_Exercise description_
Make an exact copy of the entries that come next.

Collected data
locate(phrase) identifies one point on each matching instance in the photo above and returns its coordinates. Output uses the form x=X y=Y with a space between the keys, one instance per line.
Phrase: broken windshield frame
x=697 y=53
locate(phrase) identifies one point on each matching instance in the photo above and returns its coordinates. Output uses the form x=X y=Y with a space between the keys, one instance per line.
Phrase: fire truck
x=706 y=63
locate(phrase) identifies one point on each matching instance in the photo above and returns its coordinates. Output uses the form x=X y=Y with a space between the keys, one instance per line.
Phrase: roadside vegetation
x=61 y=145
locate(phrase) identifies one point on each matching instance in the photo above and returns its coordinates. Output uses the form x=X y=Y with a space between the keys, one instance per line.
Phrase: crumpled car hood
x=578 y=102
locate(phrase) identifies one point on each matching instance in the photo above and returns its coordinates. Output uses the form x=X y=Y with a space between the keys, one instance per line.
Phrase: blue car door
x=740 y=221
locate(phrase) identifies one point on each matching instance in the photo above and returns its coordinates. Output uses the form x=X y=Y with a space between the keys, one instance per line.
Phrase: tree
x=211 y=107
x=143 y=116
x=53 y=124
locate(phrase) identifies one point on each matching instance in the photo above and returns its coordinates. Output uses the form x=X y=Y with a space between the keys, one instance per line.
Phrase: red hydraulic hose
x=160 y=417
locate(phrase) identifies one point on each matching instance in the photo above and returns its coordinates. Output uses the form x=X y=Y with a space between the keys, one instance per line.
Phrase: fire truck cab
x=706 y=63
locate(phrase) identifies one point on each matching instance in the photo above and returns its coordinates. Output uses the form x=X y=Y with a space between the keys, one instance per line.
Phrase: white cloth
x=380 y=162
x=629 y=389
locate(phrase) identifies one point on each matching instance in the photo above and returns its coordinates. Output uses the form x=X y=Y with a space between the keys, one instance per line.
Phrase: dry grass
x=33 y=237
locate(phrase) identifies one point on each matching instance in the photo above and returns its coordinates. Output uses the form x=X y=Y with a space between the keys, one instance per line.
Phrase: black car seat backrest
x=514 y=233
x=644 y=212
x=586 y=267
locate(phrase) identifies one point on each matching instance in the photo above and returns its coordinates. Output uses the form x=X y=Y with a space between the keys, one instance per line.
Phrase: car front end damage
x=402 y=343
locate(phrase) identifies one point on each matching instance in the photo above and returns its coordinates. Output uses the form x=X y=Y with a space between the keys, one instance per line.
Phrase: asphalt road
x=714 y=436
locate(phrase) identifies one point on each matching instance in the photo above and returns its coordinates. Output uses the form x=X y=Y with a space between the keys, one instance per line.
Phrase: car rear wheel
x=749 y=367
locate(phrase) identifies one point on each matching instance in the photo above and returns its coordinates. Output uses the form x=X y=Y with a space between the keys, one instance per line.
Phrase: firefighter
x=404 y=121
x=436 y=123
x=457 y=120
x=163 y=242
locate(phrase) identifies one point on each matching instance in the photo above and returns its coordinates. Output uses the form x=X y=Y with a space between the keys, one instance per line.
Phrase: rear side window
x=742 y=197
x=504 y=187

_Task output_
locate(phrase) identifies one point on each matching instance in the photo above and returns its coordinates. Output uses the form x=X y=Y with a space between the keys, one instance per line.
Phrase: broken windshield frame
x=697 y=53
locate(phrase) identifies one point on each matching instance in the photo above and returns its coordinates. Output uses the form x=X y=Y with a space between the keys, one instance per line.
Phrase: fire truck
x=706 y=63
locate(phrase) identifies one point on each matching instance in the photo above and returns its coordinates. Output uses the form x=X y=Y with a space between the keys, one instance per line.
Phrase: roadside vegetation
x=61 y=145
locate(phrase) identifies one point on each matching instance in the photo above and returns its coordinates. Output uses the form x=X y=Y with a space between the keys, one instance per line.
Phrase: crumpled car hood
x=578 y=102
locate(phrase) identifies one point on each matching instance in the photo above and returns its coordinates. Output uses the form x=X y=Y with a space between the keys, one instance per line.
Phrase: blue car door
x=740 y=221
locate(phrase) identifies one point on each matching instance in the photo above and returns its coordinates. Output uses the form x=X y=Y with a space between the keys, one instance per line.
Phrase: tree
x=211 y=107
x=143 y=116
x=53 y=124
locate(phrase) identifies one point on each matching instance in the photo above and returns its coordinates. Output uses the form x=X y=Y with a space between the keys, one instance per line.
Phrase: red hydraulic hose
x=160 y=417
locate(phrase) identifies one point on each matching instance in the photo above and returns its coordinates. Output uses the form x=X y=Y with a space between the keys, one instance per line.
Phrase: fire truck cab
x=706 y=63
locate(phrase) identifies one point on each matching instance in the photo above and returns its coordinates. Output uses the form x=X y=Y with a space between the keys, one instance per line.
Phrase: white cloth
x=380 y=162
x=629 y=389
locate(phrase) identifies one point on each matching instance in the photo above and returns its coordinates. Output uses the form x=X y=Y with a space between the keys, one instance per line.
Phrase: dry grass
x=33 y=237
locate(phrase) identifies one point on each matching instance in the photo above and returns its coordinates. Output uses the form x=X y=Y with a space between the keys, one instance per line.
Phrase: black car seat backrest
x=514 y=233
x=644 y=212
x=586 y=267
locate(phrase) identifies one point on each matching instance in the photo above and returns its coordinates. Output uses the form x=X y=Y with a space between the keys, one instance per line.
Phrase: car front end damage
x=402 y=343
locate(phrase) identifies one point on each matching instance in the photo above and returns its coordinates. Output uses the form x=X y=Y with a space between the keys, one instance per line.
Phrase: asphalt road
x=714 y=436
locate(phrase) identifies one point on each matching instance in the photo above and returns its coordinates. Output uses the form x=X y=Y with a space between the keys, one instance per line.
Phrase: car rear wheel
x=749 y=367
locate(phrase) identifies one point on each matching instance in the photo above and returns its coordinates. Output uses the form x=X y=Y with a space between the keys, one instance per line.
Phrase: firefighter
x=404 y=121
x=436 y=123
x=457 y=120
x=163 y=242
locate(phrase) identifies one point on each matching instance in the photo above and returns its coordinates. Output uses the form x=X y=Y with a space between the keys, one instance per line.
Phrase: rear side window
x=742 y=197
x=504 y=187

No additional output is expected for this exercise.